▶ **THE PROBLEM**
Where in the data below does the word "like" appear? Copy every line that has it.

▶ **Point localization data**
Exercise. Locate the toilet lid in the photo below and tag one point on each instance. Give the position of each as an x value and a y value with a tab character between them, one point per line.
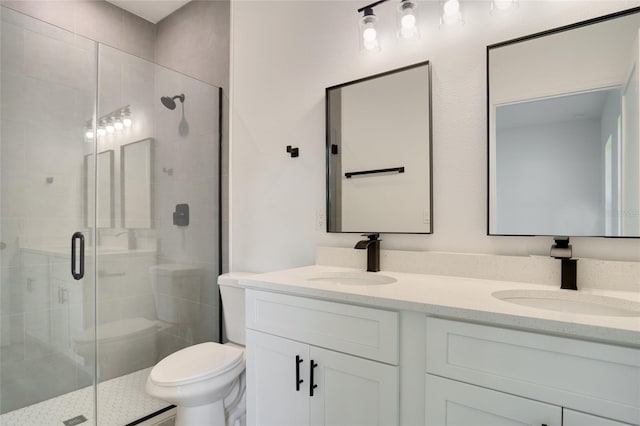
117	330
197	362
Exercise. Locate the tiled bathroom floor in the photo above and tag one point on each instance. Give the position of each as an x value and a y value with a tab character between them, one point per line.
120	401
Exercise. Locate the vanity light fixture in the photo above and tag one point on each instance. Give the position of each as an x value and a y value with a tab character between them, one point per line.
368	31
451	13
503	6
102	128
117	123
110	123
126	116
407	19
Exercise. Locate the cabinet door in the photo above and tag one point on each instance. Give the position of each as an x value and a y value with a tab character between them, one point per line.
574	418
451	403
352	391
272	398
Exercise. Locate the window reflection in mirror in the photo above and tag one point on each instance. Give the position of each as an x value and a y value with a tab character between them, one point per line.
104	189
379	153
563	131
136	184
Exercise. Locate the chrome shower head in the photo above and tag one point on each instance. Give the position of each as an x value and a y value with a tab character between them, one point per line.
169	101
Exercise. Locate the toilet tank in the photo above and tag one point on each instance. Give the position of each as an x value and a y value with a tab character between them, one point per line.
176	287
233	305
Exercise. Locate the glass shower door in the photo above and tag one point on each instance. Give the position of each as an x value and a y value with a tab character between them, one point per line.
48	86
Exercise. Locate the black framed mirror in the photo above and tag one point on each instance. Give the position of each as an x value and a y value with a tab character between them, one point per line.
563	126
379	146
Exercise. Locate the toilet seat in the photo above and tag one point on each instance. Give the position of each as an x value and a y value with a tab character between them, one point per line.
196	363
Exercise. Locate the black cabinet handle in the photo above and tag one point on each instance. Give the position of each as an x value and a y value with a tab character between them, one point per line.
299	381
312	386
77	273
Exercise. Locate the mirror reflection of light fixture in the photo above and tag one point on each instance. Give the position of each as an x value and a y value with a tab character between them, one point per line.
369	38
451	13
503	6
110	123
407	20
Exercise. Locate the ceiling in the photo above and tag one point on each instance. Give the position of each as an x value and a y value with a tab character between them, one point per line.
151	10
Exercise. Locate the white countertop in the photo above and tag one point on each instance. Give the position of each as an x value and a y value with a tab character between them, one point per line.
467	299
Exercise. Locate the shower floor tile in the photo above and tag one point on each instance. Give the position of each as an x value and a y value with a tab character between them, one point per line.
120	401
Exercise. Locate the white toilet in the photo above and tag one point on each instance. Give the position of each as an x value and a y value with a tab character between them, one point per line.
206	381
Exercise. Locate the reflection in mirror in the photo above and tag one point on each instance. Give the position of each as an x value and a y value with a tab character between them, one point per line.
563	131
379	153
104	189
136	184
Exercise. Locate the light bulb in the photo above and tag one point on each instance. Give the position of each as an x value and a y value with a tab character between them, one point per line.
369	34
451	12
408	21
451	7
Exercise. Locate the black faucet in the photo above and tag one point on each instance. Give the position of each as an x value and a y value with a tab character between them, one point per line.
561	249
372	244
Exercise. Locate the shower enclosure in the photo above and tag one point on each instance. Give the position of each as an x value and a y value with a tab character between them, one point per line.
88	147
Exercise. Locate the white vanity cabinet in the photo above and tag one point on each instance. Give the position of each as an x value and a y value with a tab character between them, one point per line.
313	362
484	375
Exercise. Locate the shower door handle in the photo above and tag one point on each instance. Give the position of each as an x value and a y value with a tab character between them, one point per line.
77	271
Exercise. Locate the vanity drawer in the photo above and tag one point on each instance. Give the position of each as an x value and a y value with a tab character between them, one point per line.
365	332
586	376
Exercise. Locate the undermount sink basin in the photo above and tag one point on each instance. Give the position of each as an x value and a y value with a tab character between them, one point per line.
571	302
352	278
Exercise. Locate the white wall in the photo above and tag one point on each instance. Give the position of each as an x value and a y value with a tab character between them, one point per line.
283	56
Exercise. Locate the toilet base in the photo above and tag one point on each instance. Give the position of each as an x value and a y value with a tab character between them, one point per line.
201	415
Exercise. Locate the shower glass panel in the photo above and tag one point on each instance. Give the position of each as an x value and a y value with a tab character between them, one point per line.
48	92
69	105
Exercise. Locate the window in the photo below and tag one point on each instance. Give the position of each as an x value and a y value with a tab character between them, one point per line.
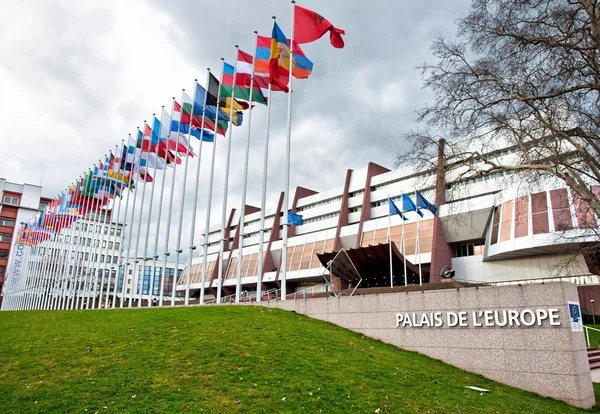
7	222
469	249
10	200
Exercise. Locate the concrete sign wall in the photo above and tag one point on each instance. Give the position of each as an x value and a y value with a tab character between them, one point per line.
518	335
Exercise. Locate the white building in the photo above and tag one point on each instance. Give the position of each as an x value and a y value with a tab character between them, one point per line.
489	229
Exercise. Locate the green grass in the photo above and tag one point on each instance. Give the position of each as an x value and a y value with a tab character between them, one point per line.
594	336
227	360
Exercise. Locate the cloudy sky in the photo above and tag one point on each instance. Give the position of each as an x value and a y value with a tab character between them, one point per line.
77	76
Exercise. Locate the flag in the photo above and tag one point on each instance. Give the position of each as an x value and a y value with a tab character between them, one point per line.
310	26
409	205
279	59
422	202
240	92
394	209
295	219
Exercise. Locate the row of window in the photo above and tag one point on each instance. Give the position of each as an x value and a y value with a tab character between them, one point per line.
7	222
319	203
10	200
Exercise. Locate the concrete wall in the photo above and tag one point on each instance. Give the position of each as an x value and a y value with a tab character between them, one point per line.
549	360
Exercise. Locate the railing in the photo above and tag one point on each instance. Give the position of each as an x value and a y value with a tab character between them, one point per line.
587	334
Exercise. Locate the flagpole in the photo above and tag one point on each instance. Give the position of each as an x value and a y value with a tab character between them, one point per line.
80	251
404	243
88	249
226	184
263	202
119	187
178	250
153	267
145	254
210	190
240	261
120	262
390	241
192	247
137	242
418	245
93	249
162	190
171	203
125	270
288	145
104	231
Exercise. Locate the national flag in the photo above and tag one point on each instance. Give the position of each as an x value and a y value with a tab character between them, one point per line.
295	219
280	61
240	92
409	205
186	113
394	209
302	69
422	202
310	26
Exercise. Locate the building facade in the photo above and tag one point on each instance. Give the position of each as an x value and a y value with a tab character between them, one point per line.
490	228
18	202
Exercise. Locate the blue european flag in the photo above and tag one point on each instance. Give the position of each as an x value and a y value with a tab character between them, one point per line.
409	205
422	202
295	219
394	209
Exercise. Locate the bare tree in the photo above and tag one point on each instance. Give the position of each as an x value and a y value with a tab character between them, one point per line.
523	73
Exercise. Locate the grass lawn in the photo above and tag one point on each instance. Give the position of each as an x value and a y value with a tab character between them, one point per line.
227	360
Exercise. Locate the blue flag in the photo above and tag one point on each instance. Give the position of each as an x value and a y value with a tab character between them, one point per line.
295	219
422	202
409	205
394	209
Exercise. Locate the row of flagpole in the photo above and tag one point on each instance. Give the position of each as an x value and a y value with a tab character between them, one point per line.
77	283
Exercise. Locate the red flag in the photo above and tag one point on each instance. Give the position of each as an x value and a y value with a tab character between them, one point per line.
310	26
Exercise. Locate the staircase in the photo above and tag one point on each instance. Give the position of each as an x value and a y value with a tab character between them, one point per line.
593	357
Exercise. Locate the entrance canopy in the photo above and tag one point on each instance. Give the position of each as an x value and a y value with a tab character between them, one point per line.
372	264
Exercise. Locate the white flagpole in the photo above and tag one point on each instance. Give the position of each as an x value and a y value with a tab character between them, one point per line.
263	201
120	262
103	233
288	145
418	246
404	243
175	271
192	247
390	241
226	184
209	198
240	261
162	190
178	250
79	252
119	187
137	242
145	254
88	249
125	270
160	199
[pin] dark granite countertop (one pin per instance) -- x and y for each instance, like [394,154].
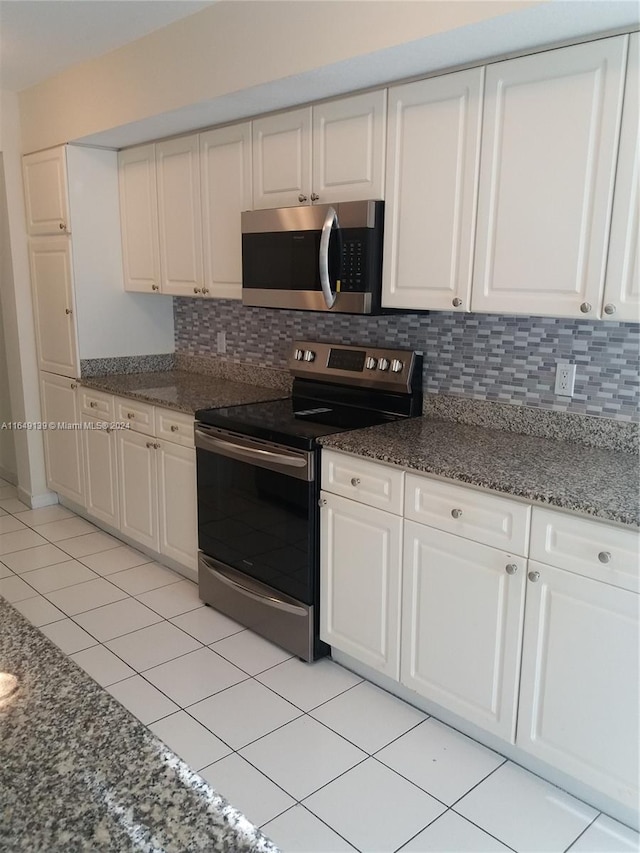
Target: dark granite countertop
[182,390]
[562,474]
[79,773]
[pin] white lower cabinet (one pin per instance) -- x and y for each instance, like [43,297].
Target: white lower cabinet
[463,607]
[138,480]
[360,582]
[537,645]
[579,687]
[62,446]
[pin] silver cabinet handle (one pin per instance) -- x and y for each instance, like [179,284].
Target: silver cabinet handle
[330,219]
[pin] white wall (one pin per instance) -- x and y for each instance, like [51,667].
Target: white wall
[15,292]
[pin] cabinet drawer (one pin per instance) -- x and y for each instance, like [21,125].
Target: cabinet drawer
[97,404]
[466,512]
[371,483]
[592,548]
[138,415]
[174,426]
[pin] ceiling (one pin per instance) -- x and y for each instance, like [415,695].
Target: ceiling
[40,38]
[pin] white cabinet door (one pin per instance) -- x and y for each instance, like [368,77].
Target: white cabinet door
[549,145]
[54,305]
[348,148]
[622,285]
[139,218]
[101,472]
[177,502]
[282,159]
[579,686]
[431,191]
[179,214]
[138,480]
[46,192]
[360,582]
[62,447]
[225,168]
[462,626]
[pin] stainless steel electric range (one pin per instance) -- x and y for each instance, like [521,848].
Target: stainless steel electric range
[258,476]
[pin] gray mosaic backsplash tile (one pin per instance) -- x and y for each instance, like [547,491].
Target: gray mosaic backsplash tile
[480,356]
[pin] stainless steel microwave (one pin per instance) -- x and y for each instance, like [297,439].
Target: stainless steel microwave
[327,257]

▶ **OUTPUT OF THE TASK**
[pin] dark granite countertop (one pin per instance) -- x and y for each instance, like [394,154].
[pin] white lower cabinet (one pin per instance) -- x and y for each instance, like [43,297].
[pin] silver cabinet handle (one pin per instance) -- x and y for each instance, like [179,284].
[pin] white wall (one pin per instance) -- x and y for each instance, like [51,667].
[pin] cabinet drawer (one pin per instance) -- x and y for each instance, like [21,125].
[pin] ceiling (one pin per instance) -- x and y for each instance, like [415,695].
[pin] white cabinet door (one pin per instance) -- x and y for each instance, like [368,77].
[pin] stainless steel electric range (one pin per instance) -- x and y for each instance, like [521,848].
[pin] gray mosaic backsplash tile (one pin per instance) -- x and y for each instance, like [547,491].
[pin] stainless steel microwave (one pin per instance) -- x and y for each instance, like [297,439].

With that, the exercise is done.